■ **Stated goal**
Arrange the lines below as a JSON list of strings, with one string for each line and any blank lines omitted.

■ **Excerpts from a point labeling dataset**

□ □ □

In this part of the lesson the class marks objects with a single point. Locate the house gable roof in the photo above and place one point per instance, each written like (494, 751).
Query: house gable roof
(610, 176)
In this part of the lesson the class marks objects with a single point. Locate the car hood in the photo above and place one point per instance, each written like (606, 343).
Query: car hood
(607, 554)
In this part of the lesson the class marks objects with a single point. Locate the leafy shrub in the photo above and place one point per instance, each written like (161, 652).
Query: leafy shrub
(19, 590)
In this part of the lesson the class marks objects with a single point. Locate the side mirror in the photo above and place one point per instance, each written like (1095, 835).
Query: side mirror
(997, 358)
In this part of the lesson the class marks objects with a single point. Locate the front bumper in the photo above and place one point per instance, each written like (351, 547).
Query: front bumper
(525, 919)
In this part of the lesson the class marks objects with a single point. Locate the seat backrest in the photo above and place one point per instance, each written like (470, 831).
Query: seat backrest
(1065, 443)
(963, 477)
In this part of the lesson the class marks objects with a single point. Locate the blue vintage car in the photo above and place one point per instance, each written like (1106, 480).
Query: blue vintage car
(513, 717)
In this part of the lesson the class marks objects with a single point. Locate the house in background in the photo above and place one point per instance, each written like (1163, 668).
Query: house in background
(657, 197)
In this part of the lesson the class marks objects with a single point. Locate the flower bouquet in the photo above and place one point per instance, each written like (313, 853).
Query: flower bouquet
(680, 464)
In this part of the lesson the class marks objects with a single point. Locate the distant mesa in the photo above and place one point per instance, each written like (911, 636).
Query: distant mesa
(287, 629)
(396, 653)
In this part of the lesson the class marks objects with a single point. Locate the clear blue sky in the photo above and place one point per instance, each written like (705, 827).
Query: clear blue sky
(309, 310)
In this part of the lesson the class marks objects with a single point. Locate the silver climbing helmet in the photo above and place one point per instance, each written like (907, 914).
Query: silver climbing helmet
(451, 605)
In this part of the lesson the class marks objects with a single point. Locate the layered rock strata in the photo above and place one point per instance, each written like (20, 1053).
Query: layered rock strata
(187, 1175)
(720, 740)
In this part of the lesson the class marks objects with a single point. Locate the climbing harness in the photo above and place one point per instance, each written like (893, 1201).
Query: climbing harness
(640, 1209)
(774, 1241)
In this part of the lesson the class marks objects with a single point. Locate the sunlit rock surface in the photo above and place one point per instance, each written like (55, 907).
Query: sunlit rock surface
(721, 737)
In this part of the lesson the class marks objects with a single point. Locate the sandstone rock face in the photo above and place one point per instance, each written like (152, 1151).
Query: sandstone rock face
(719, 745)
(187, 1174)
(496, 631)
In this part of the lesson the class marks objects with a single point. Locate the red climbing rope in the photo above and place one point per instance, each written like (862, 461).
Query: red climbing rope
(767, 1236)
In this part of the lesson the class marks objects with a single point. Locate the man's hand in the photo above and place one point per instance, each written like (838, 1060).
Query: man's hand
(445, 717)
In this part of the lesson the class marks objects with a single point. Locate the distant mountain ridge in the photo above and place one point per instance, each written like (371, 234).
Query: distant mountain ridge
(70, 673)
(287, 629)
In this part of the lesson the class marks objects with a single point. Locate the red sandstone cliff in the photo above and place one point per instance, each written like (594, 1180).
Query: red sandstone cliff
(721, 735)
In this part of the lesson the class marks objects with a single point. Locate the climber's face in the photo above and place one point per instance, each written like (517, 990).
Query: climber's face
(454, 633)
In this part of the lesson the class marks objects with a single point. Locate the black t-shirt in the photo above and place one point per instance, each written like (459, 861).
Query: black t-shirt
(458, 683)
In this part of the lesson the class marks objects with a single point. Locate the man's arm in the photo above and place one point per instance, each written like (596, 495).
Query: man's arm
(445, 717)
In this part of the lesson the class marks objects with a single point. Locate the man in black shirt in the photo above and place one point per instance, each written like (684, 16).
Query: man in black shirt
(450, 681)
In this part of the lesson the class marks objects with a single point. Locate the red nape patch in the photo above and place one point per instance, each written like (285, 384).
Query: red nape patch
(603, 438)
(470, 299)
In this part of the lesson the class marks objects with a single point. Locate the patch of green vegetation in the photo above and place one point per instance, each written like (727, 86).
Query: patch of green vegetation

□ □ □

■ **Solution to this problem**
[
  "In this part of the lesson the class marks objects with a single point. Locate the house gable roof in the photo above and place one point per instance, each written like (494, 751).",
  "Query: house gable roof",
  "(610, 176)",
  "In this part of the lesson the class marks objects with a single point. Locate the car hood in the photo above and place one point per instance, each written like (606, 343).",
  "Query: car hood",
  "(607, 554)",
  "In this part of the lesson the class marks objects with a single point. Locate the leafy shrub in the photo above and place one point per instance, each written like (161, 652).",
  "Query: leafy shrub",
  "(19, 590)",
  "In this part of the lesson the class marks objects with a single point. Locate the side mirror in the photo above and place one point per instance, each written like (1095, 835).",
  "Query: side mirror",
  "(997, 358)",
  "In this part of the lesson the class marks objects with a single point. Locate the front bumper in the photo above and place one point per instance, each written like (351, 547).",
  "Query: front bumper",
  "(525, 919)",
  "In this part of the lesson the class marks objects with a single point. Locate the seat backrest in the photo above and place one point per instance, each written like (470, 831).",
  "Query: seat backrest",
  "(1065, 443)",
  "(963, 477)",
  "In this part of the lesson the class marks objects with a single point. Locate the blue vintage car in the photo above and place one point per instance, each written like (1106, 480).",
  "Query: blue vintage car",
  "(513, 717)",
  "In this part of the lesson the class marks objects with a single point. Locate the house in background in the photo above and place one point per instance, each written like (1163, 668).",
  "Query: house in background",
  "(657, 197)",
  "In this part of the lesson the class marks objects with a single point. Locate the flower bouquet in the photo above and place one point per instance, each written like (313, 853).",
  "Query: flower bouquet",
  "(680, 464)",
  "In this part of the lesson the class marks objects with a single point. Locate the distant mesa in the photo above and place one point per instance, each written like (911, 636).",
  "Query: distant mesa",
  "(287, 629)",
  "(396, 653)",
  "In this part of the lesson the class marks objects with a single point. Locate the clear blue sky in the photo above and place one point per instance, each written like (705, 827).",
  "Query: clear blue sky",
  "(309, 310)",
  "In this part of the lesson the class marks objects with a single point. Locate the silver climbing helmet in the photo above and place one point per instance, each written like (907, 914).",
  "Query: silver climbing helmet",
  "(451, 605)",
  "In this part of the lesson the class marks objects with a single point. Locate the layered rock strata in the photo above and place one point per instance, each written like (20, 1053).",
  "Query: layered rock strata",
  "(187, 1175)",
  "(720, 740)",
  "In this part of the lesson the class marks objects with a single point. Locate the climbing harness in the photo above and place one point per instance, each written like (893, 1201).",
  "Query: climbing harness",
  "(640, 1209)",
  "(774, 1241)",
  "In this part of the lesson the class marks objects with a single point. Locate the sunlit rock surface in the photo above and place one point per instance, each written like (55, 907).",
  "Query: sunlit rock surface",
  "(721, 737)",
  "In this part of the lesson the class marks objects with a single point. Locate the sandstone rock face in the photo above and place one point per instance, each written like (152, 1151).",
  "Query: sandstone rock face",
  "(719, 745)",
  "(187, 1174)",
  "(496, 631)",
  "In this part of the lesson the class marks objects with a single point. Locate the red climbing rope in the photo above and place one point per instance, each written like (862, 461).",
  "Query: red climbing rope",
  "(767, 1236)",
  "In this part of the lesson the class marks objects with a single point. Locate the man's hand in the photo above and place one point per instance, each written like (838, 1060).",
  "Query: man's hand",
  "(445, 717)",
  "In this part of the lesson the class marks objects with a single point. Locate the distant mountain ridge in the photo above and place one point per instance, each written like (371, 234).",
  "Query: distant mountain ridge",
  "(70, 673)",
  "(287, 629)",
  "In this part of the lesson the class marks objects with a single point. Locate the red sandstone cliff in the photo above and place one point per instance, each written like (594, 1180).",
  "Query: red sandstone cliff",
  "(721, 735)",
  "In this part of the lesson the class marks objects with a single point. Locate the climber's face in the photo above and place one point per instance, each written like (517, 990).",
  "Query: climber's face",
  "(454, 633)",
  "In this part of the lesson the class marks objects with a single point. Locate the black t-shirt in the photo above and place one point per instance, each written like (459, 861).",
  "Query: black t-shirt",
  "(458, 683)",
  "In this part of the lesson the class marks objects with a single point. Locate the man's arm in the photo above and place one point per instance, each written like (596, 495).",
  "Query: man's arm",
  "(445, 717)",
  "In this part of the lesson the class marks objects with a single point. Locate the man in black shirt in the photo above and place one point per instance, each written like (684, 16).",
  "Query: man in black shirt",
  "(450, 681)",
  "In this part of the lesson the class marks objects with a single point. Locate the red nape patch in the photo above and place one point per instance, each written like (285, 384).",
  "Query: red nape patch",
  "(603, 438)",
  "(470, 299)",
  "In this part of the lesson the class marks objects with a single point. Locate the patch of green vegetation in the photo above and place one point per instance, each written like (727, 86).",
  "Query: patch of green vegetation"
]